Page

* * * * *

Although proclaimed as a break with a past of overinvolvement in the affairs of other nations, the Nixon Doctrine -- far from shedding the burden of costly military aid programs -- has resulted in huge arms subsidies for undemocratic governments and military tyrants. Abroad, particularly in the third world, we are perceived as having abandoned any pretext of exercising moral force in the conduct of our foreign policy. And we must remember that in the decade ahead our fate will be tied more than ever to the judgments of that world community, because of the scarcity of natural resources if for no other reason.
"Growth" or "the good life" has been possible for Americans only while much of the rest of the world was underfed and underdeveloped. But expectations are rising everywhere. European economies are booming, and new forces in Japan and the Common Market mean an end to the days when the United States dominated international trade. The rest of the world will no longer be indifferent to Americans consuming, as we do each year, 55 percent of all the gasoline in the world!
I suspect that Mr. Nixon's foreign policy, like his presidency, is transitional. The Nixon-Kissinger globetrotting summitry has produced solid achievements, and Democrats should admit it, but perhaps not as uncritically as some do. The costs of a foreign policy triumph are not often immediately apparent to the startled citizenry -- as we are now made ruefully aware in the case of the Russian wheat deal and in Vietnam where the January "peace settlement" has brought no peace and still costs us over $10 billion annually.

* * * * *

Listing
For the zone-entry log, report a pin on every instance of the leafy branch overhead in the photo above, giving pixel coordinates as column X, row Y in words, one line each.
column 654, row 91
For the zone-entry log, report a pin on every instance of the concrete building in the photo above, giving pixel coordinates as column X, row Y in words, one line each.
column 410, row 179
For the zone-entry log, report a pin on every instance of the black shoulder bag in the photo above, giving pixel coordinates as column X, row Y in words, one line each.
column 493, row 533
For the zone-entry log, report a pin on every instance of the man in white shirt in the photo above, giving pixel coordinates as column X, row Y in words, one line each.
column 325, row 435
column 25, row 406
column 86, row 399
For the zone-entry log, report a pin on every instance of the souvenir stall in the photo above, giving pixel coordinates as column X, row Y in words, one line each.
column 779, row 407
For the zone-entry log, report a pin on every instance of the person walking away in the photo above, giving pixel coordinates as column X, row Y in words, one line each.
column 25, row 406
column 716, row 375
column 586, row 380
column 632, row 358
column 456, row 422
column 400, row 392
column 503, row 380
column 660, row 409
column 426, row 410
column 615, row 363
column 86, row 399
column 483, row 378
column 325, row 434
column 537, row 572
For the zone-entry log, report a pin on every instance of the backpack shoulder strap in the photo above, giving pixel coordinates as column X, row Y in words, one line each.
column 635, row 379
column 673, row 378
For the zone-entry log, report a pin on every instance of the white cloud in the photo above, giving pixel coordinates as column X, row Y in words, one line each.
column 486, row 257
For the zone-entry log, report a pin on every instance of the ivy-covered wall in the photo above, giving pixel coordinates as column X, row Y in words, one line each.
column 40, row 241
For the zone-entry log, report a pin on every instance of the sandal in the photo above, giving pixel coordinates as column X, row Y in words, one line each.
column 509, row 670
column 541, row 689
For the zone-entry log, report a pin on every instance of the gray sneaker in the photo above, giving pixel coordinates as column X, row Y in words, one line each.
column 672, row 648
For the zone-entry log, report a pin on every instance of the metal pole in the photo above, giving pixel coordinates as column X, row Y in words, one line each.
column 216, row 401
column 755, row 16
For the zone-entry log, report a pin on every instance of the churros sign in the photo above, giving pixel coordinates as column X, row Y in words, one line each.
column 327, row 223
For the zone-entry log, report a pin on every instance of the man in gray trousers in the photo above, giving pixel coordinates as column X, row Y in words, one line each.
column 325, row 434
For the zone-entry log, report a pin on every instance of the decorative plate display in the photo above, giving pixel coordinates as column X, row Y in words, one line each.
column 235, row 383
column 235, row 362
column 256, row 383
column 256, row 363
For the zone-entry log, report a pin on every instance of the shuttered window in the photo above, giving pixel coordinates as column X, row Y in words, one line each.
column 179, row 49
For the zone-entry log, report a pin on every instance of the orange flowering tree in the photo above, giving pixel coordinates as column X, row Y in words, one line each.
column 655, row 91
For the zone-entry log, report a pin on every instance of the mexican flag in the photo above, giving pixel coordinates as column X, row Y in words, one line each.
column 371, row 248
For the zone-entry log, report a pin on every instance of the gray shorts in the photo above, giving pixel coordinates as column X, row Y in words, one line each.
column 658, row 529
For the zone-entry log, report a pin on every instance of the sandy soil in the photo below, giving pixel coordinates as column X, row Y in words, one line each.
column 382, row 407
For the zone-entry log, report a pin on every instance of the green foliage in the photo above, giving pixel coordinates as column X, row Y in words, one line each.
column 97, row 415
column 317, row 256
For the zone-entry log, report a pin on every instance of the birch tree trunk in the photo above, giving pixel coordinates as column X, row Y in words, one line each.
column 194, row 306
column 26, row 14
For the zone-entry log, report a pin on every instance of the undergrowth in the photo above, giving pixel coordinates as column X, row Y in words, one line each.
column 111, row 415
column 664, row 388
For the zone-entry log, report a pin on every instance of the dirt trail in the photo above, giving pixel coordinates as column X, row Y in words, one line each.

* * * * *

Problems to solve
1. Reproduce word for word the stretch of the passage on Nixon's foreign policy from "I suspect that" through "over $10 billion annually.".
2. According to the passage on Nixon's foreign policy, what share of all the gasoline in the world do Americans consume each year?
3. Carry the passage on Nixon's foreign policy forward, starting after its final sentence.

Answers in order
1.
I suspect that Mr. Nixon's foreign policy, like his presidency, is transitional. The Nixon-Kissinger globetrotting summitry has produced solid achievements, and Democrats should admit it, but perhaps not as uncritically as some do. The costs of a foreign policy triumph are not often immediately apparent to the startled citizenry -- as we are now made ruefully aware in the case of the Russian wheat deal and in Vietnam where the January "peace settlement" has brought no peace and still costs us over $10 billion annually.

2. 55 percent.

3.
In the same vein, we should not be too sure that multipolar, big-power diplomacy is desirable no matter how skillfully played. Given the serious potential of the growing Soviet-Chinese conflict, how much do we really want to be involved? And was it such a great accomplishment for Richard Nixon to end a war only after having doubled its length or cost, or to reestablish relations with China after having helped prevent them for two decades?
Big-power, showboat diplomacy may lead us to ignore less exotic but equally pressing problems at home. And there is evidence to suggest the Nixon spectaculars have diverted attention from a whole range of imperatives that will control our international relations throughout the next two decades. I would like to suggest five changes that are on the horizon:
First, it is necessary and desirable that policy decisions no longer be geared to a reactive crisis orientation. It is the kind of bad management that under the strain of one crisis spawns others because of neglect -- one is driven from our consciousness without the first having been resolved. The pollution crisis is overtaken by the energy crisis, the Watergate tapes crisis by the Middle East crisis, and so on, ad infinitum.
Second, as stated, the energy binge is over. With the advent of worldwide shortages, we cannot expect to retain friendly relations with traditional allies -- already on the decline -- or avoid costly and dangerous trade wars if we don't get over our self-indulgence. We must increase productivity, control inflation, and cut the fat from our natural resource budget. Our reward will be a stabilized dollar, competitive exports, lower prices and friendlier neighbors.
A requirement of such a policy is, thirdly, that we begin to get a hold on the military behemoth created during the Cold War. Most Americans no longer see much sense in 400 overseas bases and half a million troops and dependents in Europe, in a single submarine that costs a billion dollars, or in a military airplane that ends up costing 30 to 50 percent more than the contractor promised. They wonder when the time will ever be "right" for the military to tighten its belt on weapon systems that double and redouble our unquestioned ability to incinerate the planet. Yet most politicians seem to shrink from reasonable cuts, as the fall of each even-numbered year approaches. For this procrastination we will pay an unacceptable price in energy lost to the rest of society and dollars lost for needed programs like national health insurance.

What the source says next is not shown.